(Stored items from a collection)

— begin —

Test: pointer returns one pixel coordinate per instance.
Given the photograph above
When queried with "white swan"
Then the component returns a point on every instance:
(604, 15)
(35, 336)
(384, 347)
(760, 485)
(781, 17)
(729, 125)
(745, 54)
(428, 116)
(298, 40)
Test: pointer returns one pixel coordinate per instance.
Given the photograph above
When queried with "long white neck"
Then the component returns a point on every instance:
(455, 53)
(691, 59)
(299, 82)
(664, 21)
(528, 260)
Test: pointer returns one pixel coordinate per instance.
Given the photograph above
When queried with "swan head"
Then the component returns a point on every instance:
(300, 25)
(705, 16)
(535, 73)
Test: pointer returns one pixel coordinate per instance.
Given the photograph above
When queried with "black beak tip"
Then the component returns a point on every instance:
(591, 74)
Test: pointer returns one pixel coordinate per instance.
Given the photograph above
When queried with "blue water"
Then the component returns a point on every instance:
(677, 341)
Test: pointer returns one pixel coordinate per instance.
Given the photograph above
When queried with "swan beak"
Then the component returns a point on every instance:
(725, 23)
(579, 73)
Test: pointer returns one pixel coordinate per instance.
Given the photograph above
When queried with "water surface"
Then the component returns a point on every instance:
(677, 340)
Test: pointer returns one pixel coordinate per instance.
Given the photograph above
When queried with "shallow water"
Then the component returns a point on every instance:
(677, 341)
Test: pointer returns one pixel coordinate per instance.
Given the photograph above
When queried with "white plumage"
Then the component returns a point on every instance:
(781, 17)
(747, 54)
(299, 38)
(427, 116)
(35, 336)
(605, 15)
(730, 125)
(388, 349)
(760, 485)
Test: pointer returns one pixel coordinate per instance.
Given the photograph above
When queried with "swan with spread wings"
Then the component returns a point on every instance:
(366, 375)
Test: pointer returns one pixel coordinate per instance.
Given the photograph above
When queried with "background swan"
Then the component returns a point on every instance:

— end —

Please repeat the material above, word for word and in full.

Test: pointer returns one pixel coordinate per instance.
Given the photograph above
When queried with "white swan"
Then the component returns a point on every instance:
(604, 15)
(35, 336)
(384, 347)
(760, 485)
(781, 17)
(729, 125)
(745, 54)
(428, 116)
(298, 40)
Test: pointer returns one pixel coordinate per instance.
Given the photograph above
When queried with "long white neck"
Then the component returns a point on every instance:
(455, 53)
(691, 59)
(299, 82)
(664, 21)
(528, 260)
Test: pointer returns one pixel coordinate per instance.
Given the photograph above
When queried with "swan head"
Then the component returns a point on every instance:
(300, 25)
(705, 16)
(535, 73)
Test: pointer returns one pixel coordinate per instance.
Given the photograph above
When queried with "black beak tip"
Then the component returns a point on every instance:
(591, 74)
Test: pointer returns one pixel coordinate per instance.
Given the photograph above
When queried with "blue water"
Then the component returns a point on every instance:
(677, 341)
Test: pointer returns one pixel coordinate per instance.
Given the photograph above
When queried with "swan beak"
Then the component returns a point on every instance:
(725, 23)
(579, 73)
Test: pointer returns one pixel coordinate per instance.
Given the photograph above
When queried with "water surface"
Then the component returns a point on every instance:
(677, 340)
Test: pointer returns one pixel coordinate per instance.
Given the photograph above
When queried with "shallow water"
Then the component returns a point on every instance:
(677, 341)
Test: pointer returns one pixel coordinate per instance.
Given the photograph above
When queried with "white plumage"
Then the component returns a point on every instance:
(781, 17)
(747, 54)
(299, 38)
(427, 116)
(35, 336)
(605, 15)
(730, 125)
(388, 349)
(760, 485)
Test: pointer returns one pixel coordinate per instance.
Given the photograph above
When queried with "swan with spread wings"
Then the component returns a point on every instance:
(366, 375)
Test: pointer returns one pixel coordinate per instance.
Given the photograph above
When queried with "background swan"
Then the component returns a point on every instance:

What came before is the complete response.